▸ Task goal
Turn all the rows below into a numbered list with one item per line, skipping blank lines. Leave the pictures out.

▸ Records to use
◇ ◇ ◇ ◇
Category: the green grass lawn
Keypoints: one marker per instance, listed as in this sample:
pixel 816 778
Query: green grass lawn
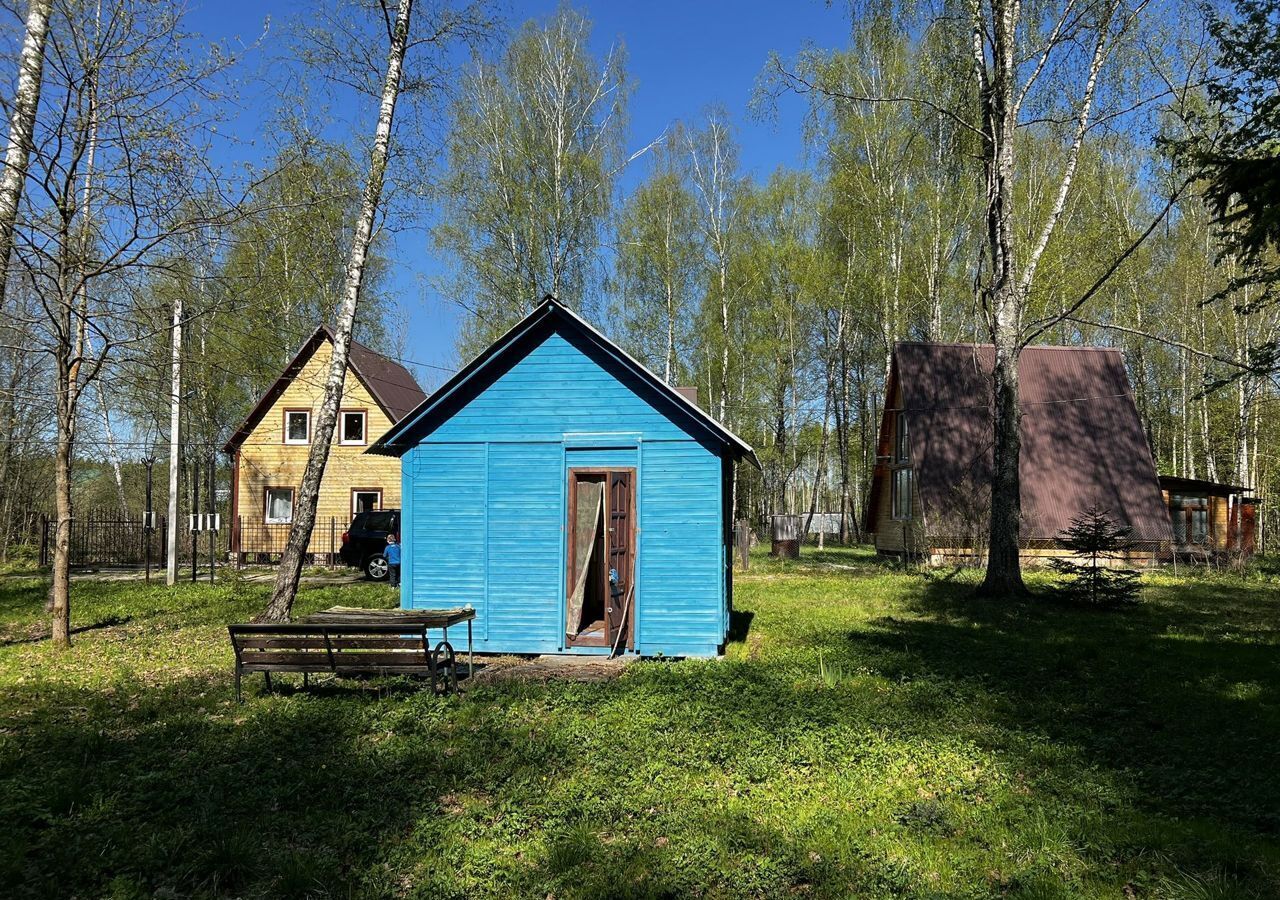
pixel 869 732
◇ ◇ ◇ ◇
▸ Final result
1. Category: the green grass lawn
2. Keypoints: one marker per instance, listed as in this sample:
3. pixel 816 778
4. Query: green grass lawn
5. pixel 869 732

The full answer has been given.